> _PROBLEM STATEMENT_:
Give every entry again, exactly as it stands.

-------- SUPPLIED MATERIAL

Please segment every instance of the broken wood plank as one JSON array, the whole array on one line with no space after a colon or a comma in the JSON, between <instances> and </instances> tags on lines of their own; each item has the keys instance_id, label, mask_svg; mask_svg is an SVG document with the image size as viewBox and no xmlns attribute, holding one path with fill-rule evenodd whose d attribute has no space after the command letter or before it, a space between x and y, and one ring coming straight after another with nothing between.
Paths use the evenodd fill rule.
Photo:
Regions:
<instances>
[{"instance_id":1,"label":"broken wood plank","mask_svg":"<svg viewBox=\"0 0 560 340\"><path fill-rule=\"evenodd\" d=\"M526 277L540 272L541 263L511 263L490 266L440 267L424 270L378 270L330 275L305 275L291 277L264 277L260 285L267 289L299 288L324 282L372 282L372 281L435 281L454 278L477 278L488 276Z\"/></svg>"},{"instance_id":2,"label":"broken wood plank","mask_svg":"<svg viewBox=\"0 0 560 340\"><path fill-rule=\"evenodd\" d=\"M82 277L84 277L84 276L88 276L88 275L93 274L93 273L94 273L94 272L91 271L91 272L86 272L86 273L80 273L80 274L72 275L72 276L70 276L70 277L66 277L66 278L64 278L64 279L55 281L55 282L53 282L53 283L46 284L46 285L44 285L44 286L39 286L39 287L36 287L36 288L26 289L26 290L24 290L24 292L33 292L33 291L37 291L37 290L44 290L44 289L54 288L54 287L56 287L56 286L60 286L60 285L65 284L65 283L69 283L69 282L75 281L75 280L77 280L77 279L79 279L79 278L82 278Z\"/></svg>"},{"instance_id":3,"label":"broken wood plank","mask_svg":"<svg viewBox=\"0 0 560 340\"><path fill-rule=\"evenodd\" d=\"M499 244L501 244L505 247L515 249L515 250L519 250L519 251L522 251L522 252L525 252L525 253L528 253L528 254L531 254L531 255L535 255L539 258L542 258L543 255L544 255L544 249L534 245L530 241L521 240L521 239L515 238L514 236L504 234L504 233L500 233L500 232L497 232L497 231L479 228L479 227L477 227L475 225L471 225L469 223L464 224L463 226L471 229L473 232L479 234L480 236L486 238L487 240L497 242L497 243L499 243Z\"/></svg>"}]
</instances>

----------------

> _RESULT OF THIS TASK_:
Please segment every instance of the broken wood plank as one JSON array, the whole array on one line with no space after a colon or a comma in the JSON, between <instances> and </instances> tags on lines of their own; each item has the keys instance_id, label, mask_svg; mask_svg is an SVG document with the image size as viewBox and no xmlns attribute, holding one path with fill-rule evenodd whose d attribute has no space after the command letter or before it, a space between x and y, and one ring coming straight after another with nothing between.
Paths use the evenodd fill rule.
Photo:
Regions:
<instances>
[{"instance_id":1,"label":"broken wood plank","mask_svg":"<svg viewBox=\"0 0 560 340\"><path fill-rule=\"evenodd\" d=\"M526 277L540 272L541 263L511 263L490 266L440 267L424 270L378 270L330 275L305 275L291 277L264 277L260 285L267 289L299 288L324 282L372 282L372 281L435 281L454 278L477 278L488 276Z\"/></svg>"},{"instance_id":2,"label":"broken wood plank","mask_svg":"<svg viewBox=\"0 0 560 340\"><path fill-rule=\"evenodd\" d=\"M82 277L84 277L84 276L88 276L88 275L93 274L93 273L94 273L94 272L91 271L91 272L86 272L86 273L80 273L80 274L72 275L72 276L70 276L70 277L66 277L66 278L64 278L64 279L55 281L55 282L53 282L53 283L46 284L46 285L44 285L44 286L39 286L39 287L36 287L36 288L26 289L26 290L24 290L24 292L33 292L33 291L37 291L37 290L44 290L44 289L54 288L54 287L56 287L56 286L60 286L60 285L65 284L65 283L69 283L69 282L75 281L75 280L77 280L77 279L79 279L79 278L82 278Z\"/></svg>"},{"instance_id":3,"label":"broken wood plank","mask_svg":"<svg viewBox=\"0 0 560 340\"><path fill-rule=\"evenodd\" d=\"M499 244L501 244L505 247L515 249L515 250L519 250L519 251L522 251L522 252L525 252L525 253L528 253L528 254L531 254L531 255L535 255L539 258L542 258L543 255L544 255L544 249L534 245L530 241L521 240L521 239L515 238L514 236L504 234L504 233L500 233L500 232L497 232L497 231L479 228L479 227L477 227L475 225L471 225L469 223L464 224L463 226L471 229L473 232L479 234L480 236L486 238L487 240L497 242L497 243L499 243Z\"/></svg>"}]
</instances>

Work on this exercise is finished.